> Exercise aim: Output only the lines from the one holding "mark: curly blonde" to the end of the data below, please, copied exactly.

___ Records shown

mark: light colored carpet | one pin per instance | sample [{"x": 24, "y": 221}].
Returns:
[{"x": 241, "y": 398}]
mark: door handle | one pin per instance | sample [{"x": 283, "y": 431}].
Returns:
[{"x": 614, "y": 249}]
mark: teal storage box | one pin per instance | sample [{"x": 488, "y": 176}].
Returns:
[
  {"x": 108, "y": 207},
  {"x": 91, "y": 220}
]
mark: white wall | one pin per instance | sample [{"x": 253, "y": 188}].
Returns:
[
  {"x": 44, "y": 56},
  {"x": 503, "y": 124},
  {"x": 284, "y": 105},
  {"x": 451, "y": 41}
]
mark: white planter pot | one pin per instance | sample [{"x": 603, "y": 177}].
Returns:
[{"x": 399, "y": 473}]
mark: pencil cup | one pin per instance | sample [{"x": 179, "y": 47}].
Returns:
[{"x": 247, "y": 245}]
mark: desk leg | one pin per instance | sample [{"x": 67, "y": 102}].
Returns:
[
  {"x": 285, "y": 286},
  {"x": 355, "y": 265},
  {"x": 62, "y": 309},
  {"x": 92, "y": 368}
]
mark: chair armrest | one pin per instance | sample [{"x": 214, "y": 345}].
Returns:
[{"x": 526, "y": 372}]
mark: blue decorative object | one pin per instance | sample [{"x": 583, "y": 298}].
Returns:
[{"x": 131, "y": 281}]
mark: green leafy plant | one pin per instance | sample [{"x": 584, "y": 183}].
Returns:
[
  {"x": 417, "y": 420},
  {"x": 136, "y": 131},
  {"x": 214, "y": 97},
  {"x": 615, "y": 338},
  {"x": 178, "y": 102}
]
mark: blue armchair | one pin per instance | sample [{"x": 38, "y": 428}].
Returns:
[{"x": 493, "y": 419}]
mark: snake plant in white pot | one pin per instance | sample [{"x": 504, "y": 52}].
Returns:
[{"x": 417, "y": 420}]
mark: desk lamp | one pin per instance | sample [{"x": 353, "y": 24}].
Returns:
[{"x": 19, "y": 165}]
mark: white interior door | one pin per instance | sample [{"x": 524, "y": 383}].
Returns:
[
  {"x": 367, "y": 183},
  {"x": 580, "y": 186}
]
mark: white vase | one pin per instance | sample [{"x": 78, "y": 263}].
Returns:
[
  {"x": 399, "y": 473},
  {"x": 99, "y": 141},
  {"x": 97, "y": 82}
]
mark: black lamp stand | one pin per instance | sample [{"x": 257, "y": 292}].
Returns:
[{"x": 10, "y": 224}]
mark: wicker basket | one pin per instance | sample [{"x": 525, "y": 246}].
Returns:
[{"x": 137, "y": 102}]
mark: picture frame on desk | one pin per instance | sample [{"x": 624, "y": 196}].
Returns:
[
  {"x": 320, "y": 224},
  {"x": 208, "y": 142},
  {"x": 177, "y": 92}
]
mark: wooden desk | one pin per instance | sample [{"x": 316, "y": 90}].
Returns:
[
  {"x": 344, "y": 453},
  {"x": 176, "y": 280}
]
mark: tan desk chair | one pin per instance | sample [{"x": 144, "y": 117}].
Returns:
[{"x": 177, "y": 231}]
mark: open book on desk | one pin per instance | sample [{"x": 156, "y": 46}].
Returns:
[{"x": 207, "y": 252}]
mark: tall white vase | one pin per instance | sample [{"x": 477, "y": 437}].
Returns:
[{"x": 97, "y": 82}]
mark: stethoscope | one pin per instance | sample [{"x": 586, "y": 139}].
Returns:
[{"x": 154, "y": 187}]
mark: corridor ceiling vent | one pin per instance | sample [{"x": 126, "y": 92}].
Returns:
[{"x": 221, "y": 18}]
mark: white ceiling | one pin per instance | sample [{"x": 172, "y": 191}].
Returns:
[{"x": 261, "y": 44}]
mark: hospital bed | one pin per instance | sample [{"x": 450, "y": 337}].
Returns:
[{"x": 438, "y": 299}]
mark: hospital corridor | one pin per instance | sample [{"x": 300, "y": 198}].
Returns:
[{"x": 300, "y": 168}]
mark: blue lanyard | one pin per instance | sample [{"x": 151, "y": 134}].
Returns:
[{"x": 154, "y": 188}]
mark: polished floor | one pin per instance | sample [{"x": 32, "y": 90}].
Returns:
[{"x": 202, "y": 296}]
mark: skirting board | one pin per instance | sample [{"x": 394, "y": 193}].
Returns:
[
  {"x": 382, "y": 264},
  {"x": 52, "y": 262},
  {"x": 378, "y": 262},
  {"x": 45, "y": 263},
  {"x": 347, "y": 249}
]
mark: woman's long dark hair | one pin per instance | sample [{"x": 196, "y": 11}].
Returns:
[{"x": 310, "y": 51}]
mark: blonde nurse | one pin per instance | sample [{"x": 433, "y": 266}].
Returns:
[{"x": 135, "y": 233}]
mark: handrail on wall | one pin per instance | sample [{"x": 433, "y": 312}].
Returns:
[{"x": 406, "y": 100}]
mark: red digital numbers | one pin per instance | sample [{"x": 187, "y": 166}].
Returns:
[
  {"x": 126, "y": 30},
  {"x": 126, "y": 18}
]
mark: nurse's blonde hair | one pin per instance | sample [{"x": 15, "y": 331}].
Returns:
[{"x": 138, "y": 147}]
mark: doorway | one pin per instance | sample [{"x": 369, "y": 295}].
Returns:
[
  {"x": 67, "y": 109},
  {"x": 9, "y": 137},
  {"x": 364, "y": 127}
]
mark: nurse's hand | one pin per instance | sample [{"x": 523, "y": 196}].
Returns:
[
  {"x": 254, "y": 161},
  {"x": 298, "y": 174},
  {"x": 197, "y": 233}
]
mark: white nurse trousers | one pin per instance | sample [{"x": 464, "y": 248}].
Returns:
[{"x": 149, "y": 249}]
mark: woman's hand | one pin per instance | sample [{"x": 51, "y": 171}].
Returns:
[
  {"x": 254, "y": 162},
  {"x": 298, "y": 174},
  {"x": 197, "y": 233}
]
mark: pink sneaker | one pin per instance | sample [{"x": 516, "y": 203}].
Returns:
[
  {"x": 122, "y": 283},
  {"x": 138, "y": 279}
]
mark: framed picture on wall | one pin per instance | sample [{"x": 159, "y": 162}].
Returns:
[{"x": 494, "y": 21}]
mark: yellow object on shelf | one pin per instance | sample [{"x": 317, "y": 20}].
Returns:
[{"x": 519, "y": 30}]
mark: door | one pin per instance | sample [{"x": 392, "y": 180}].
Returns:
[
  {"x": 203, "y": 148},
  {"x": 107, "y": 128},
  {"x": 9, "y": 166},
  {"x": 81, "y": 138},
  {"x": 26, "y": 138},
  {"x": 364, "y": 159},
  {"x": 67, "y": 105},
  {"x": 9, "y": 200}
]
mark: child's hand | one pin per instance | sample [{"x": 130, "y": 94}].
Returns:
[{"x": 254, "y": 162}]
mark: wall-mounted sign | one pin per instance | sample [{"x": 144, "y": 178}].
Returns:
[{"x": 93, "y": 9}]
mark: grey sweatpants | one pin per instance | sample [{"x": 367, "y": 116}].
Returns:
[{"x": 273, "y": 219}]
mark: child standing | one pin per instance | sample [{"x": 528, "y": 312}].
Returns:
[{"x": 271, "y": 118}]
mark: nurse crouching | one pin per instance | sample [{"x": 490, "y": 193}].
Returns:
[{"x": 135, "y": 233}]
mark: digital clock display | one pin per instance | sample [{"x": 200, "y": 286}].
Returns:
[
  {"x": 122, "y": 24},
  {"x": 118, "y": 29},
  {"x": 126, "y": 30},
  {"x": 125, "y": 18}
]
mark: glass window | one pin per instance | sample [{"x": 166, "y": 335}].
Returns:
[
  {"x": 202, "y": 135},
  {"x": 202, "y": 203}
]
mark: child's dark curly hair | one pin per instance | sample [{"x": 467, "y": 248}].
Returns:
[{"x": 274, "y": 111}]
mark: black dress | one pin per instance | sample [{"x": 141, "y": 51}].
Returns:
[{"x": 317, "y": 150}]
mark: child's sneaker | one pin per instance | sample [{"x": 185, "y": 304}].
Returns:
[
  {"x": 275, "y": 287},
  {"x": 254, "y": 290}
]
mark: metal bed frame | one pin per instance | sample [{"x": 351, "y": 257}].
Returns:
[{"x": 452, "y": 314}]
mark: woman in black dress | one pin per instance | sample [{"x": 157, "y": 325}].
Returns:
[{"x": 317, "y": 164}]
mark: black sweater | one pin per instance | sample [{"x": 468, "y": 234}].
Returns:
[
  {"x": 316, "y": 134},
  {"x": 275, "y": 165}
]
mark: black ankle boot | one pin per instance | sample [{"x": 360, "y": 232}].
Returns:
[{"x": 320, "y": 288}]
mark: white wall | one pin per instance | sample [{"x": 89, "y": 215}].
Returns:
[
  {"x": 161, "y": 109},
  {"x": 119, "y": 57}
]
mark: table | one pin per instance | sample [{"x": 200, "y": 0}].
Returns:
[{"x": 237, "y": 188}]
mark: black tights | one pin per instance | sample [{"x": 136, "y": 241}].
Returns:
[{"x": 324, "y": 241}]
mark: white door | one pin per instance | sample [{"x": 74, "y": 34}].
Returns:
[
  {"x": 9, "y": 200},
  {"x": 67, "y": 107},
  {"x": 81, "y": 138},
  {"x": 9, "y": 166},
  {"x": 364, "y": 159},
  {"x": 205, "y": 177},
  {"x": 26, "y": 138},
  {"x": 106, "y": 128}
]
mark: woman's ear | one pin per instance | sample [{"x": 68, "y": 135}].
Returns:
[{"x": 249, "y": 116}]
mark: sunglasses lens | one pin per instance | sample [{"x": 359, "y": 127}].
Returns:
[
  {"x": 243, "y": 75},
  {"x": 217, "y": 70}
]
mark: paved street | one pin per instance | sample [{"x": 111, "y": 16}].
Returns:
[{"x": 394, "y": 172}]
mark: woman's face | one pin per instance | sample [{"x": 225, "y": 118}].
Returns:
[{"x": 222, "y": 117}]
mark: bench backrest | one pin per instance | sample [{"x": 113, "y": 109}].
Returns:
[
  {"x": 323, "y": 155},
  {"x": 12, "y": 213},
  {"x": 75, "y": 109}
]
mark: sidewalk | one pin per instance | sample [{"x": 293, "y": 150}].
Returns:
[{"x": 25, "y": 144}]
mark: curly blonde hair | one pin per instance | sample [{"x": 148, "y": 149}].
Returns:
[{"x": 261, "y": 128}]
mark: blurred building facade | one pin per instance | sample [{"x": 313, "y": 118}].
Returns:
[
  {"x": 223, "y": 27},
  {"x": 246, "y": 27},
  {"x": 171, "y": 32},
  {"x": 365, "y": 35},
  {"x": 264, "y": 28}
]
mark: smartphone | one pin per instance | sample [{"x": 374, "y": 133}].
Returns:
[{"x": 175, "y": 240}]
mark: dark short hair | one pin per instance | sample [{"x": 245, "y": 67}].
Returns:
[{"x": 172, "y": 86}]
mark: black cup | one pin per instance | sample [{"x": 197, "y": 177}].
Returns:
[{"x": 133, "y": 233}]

______

> Answer to the exercise:
mark: curly blonde hair | one pin per instance | sample [{"x": 148, "y": 149}].
Returns:
[{"x": 261, "y": 128}]
mark: blurred building facade | one pin per instance | sample [{"x": 313, "y": 118}].
Returns:
[
  {"x": 223, "y": 27},
  {"x": 246, "y": 27},
  {"x": 171, "y": 32},
  {"x": 365, "y": 35},
  {"x": 264, "y": 28}
]
mark: smartphone | one pin per instance | sample [{"x": 374, "y": 133}].
Returns:
[{"x": 175, "y": 240}]
mark: dark short hair | one pin per instance | sample [{"x": 245, "y": 67}].
Returns:
[{"x": 172, "y": 86}]
mark: black cup | one pin per instance | sample [{"x": 197, "y": 177}].
Returns:
[{"x": 133, "y": 233}]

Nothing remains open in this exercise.